During the optimization, further constraints are made on the matrices \(\varvec{A}\) and \(\varvec{D}\). Consider the dictionary learning stage. Since the performance is invariant to scaling and permutations of the dictionary codewords (columns of \(\varvec{D}\)), we follow the convention in the literature, e.g., [16], and enforce the dictionary to be updated on the set

$$\begin{aligned} \mathcal {D}=\left\{ \varvec{D}\in \mathbb {R}^{n\times d}:\;\left\| \varvec{D}_{:,i}\right\| _{2}=1,\;1\le i\le d\right\} , \end{aligned}$$
(2.6)

▸ **Given data**
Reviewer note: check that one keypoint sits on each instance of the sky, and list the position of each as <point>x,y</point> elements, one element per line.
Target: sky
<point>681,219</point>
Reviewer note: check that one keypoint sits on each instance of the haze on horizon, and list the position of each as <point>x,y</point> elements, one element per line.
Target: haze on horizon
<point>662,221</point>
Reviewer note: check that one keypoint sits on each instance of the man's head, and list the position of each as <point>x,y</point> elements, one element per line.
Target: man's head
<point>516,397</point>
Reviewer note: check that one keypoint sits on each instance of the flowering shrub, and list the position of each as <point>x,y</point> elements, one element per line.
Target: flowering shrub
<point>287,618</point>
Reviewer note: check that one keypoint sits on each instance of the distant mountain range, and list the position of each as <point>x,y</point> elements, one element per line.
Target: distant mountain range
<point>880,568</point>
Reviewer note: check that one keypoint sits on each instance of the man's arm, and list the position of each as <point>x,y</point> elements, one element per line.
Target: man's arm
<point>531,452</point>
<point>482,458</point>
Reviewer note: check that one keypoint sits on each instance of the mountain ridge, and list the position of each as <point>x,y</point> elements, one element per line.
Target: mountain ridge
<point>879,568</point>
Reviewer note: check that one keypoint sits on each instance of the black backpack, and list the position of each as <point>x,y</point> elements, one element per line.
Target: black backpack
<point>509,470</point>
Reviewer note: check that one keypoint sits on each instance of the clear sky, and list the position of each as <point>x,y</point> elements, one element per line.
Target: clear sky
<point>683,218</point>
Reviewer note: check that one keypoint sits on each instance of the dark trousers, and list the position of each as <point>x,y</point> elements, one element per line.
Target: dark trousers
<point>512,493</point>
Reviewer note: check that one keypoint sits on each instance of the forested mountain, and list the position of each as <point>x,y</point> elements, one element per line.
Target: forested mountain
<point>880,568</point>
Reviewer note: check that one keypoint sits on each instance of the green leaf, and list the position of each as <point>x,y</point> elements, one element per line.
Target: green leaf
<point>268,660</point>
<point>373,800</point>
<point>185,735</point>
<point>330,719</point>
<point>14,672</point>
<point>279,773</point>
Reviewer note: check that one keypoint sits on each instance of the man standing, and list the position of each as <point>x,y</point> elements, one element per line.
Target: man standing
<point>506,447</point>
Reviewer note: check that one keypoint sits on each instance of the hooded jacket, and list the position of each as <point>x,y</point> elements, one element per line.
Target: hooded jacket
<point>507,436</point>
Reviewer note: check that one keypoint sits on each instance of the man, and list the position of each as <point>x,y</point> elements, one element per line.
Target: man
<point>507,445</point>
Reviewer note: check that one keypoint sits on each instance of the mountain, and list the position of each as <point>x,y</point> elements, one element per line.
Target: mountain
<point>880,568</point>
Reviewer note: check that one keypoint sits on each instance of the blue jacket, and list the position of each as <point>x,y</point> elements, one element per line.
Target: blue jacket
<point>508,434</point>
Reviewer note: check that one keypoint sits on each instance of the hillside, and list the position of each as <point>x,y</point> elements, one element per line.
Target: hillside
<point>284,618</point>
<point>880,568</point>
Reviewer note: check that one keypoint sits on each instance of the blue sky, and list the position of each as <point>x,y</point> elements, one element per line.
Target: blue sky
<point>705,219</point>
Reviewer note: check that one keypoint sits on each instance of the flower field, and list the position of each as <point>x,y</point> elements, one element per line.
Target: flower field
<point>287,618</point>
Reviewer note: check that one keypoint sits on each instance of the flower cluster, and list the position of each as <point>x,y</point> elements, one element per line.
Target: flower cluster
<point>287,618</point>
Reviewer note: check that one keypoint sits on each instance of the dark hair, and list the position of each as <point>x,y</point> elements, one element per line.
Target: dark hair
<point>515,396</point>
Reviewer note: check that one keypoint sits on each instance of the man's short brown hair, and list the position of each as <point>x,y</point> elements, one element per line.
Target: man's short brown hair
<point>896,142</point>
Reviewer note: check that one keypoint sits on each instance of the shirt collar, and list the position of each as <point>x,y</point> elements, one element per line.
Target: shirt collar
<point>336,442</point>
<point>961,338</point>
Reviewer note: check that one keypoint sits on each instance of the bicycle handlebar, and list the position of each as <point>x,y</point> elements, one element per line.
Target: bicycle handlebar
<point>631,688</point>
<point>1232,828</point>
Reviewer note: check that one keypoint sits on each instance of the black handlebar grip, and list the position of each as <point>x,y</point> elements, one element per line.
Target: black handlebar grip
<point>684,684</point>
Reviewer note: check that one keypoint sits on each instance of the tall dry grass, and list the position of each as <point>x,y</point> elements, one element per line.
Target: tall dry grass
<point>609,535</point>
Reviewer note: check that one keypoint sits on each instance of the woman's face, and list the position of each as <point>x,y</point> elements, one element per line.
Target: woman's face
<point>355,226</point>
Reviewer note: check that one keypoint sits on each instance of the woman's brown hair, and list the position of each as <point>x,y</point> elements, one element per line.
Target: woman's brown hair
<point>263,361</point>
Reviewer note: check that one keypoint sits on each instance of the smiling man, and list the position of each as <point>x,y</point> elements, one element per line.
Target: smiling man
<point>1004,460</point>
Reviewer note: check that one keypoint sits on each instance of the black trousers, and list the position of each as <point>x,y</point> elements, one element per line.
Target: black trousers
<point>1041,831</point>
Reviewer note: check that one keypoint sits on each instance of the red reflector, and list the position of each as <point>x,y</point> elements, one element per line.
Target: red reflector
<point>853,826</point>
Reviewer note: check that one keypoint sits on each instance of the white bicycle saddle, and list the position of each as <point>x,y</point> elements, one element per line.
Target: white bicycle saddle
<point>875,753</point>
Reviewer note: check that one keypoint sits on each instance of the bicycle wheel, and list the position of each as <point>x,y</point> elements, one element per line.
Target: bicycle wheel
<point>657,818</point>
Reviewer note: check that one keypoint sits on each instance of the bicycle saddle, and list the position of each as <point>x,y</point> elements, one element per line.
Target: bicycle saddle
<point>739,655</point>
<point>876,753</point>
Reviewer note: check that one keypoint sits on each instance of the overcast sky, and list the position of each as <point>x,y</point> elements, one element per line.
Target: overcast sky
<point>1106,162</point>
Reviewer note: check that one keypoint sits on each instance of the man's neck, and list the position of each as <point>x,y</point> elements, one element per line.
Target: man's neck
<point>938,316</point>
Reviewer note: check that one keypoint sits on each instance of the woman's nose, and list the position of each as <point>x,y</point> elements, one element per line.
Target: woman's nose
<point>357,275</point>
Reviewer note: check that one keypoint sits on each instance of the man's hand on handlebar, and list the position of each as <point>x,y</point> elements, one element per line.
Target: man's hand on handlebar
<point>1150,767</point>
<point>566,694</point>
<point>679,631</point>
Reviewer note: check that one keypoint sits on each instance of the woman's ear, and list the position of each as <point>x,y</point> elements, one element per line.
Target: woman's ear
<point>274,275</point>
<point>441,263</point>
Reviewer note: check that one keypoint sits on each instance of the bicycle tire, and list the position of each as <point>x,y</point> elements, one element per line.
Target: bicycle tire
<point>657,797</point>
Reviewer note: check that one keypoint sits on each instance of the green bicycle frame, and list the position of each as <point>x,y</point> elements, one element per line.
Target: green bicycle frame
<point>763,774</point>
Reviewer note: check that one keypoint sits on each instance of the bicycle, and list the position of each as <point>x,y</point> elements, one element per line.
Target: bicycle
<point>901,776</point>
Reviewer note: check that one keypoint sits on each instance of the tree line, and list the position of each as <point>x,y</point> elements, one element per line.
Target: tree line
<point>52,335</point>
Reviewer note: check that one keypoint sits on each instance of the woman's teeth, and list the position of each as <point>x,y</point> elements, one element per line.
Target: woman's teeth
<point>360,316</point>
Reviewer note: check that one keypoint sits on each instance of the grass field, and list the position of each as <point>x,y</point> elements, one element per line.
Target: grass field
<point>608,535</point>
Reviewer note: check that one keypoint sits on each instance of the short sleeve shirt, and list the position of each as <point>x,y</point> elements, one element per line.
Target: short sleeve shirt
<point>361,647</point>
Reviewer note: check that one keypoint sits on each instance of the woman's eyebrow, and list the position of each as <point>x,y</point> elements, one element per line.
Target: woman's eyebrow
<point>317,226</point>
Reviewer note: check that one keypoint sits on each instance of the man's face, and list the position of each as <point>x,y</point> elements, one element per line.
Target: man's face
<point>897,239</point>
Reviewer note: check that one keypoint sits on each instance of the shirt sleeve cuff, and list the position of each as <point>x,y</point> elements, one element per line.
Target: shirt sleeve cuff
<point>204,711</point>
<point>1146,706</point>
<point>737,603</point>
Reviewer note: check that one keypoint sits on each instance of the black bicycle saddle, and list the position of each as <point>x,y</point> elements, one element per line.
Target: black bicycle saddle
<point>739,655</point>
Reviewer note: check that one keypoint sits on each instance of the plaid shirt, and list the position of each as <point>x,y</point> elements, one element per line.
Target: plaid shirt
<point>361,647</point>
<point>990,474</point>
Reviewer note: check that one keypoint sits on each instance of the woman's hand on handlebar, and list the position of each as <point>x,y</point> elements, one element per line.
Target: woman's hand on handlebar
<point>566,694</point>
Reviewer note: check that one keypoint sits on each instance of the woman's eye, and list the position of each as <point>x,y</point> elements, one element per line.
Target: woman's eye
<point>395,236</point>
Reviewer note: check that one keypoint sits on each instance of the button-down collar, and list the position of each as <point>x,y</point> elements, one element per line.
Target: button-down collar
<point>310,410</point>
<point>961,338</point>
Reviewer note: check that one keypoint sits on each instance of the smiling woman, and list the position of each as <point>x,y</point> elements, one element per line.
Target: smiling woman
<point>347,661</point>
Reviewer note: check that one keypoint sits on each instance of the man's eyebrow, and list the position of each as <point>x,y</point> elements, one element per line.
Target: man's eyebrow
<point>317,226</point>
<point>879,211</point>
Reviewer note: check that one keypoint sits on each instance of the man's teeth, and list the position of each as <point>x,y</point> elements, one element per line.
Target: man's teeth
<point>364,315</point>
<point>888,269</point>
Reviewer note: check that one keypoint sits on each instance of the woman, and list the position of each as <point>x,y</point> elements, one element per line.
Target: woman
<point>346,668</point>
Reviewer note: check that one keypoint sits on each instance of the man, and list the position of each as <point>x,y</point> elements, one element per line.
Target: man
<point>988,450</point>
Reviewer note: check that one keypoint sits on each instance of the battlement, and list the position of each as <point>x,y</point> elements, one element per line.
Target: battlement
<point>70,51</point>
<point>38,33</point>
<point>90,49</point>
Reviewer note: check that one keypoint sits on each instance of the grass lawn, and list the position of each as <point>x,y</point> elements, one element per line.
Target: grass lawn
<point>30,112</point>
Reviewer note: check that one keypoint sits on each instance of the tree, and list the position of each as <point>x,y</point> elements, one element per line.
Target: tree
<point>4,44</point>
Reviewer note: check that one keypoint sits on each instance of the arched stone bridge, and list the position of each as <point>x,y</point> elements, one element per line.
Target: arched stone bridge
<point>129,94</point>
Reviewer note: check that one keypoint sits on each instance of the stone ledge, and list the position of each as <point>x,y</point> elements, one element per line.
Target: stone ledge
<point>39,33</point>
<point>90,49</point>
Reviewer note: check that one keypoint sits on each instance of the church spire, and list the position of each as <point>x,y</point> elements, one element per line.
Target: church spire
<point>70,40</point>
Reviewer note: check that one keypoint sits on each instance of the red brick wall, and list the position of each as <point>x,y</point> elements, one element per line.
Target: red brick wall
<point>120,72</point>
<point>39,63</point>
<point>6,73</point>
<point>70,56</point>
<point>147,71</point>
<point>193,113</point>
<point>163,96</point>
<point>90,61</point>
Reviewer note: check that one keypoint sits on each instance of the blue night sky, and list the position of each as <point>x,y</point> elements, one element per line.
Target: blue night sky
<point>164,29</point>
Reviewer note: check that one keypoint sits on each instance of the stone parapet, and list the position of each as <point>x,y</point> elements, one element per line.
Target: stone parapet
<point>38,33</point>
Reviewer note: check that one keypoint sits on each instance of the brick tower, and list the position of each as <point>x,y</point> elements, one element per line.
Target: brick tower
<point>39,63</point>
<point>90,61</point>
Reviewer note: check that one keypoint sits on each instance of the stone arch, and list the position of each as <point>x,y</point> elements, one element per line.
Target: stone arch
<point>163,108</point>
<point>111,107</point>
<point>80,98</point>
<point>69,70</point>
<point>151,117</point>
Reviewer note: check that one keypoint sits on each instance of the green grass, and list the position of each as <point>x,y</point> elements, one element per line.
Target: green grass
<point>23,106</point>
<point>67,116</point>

▸ **Required work**
**A.** Translate this sentence from the dictionary learning passage into Spanish: "Consider the dictionary learning stage."
**B.** Answer these questions using the dictionary learning passage:
(i) What is the performance invariant to?
(ii) What are the dictionary codewords?
(iii) In the set on which the dictionary is updated, what value must the 2-norm of each column of D equal?

▸ **Solutions to the tasks**
**A.** Considere la etapa de aprendizaje del diccionario.

**B.**
(i) Scaling and permutations of the dictionary codewords
(ii) The columns of D
(iii) 1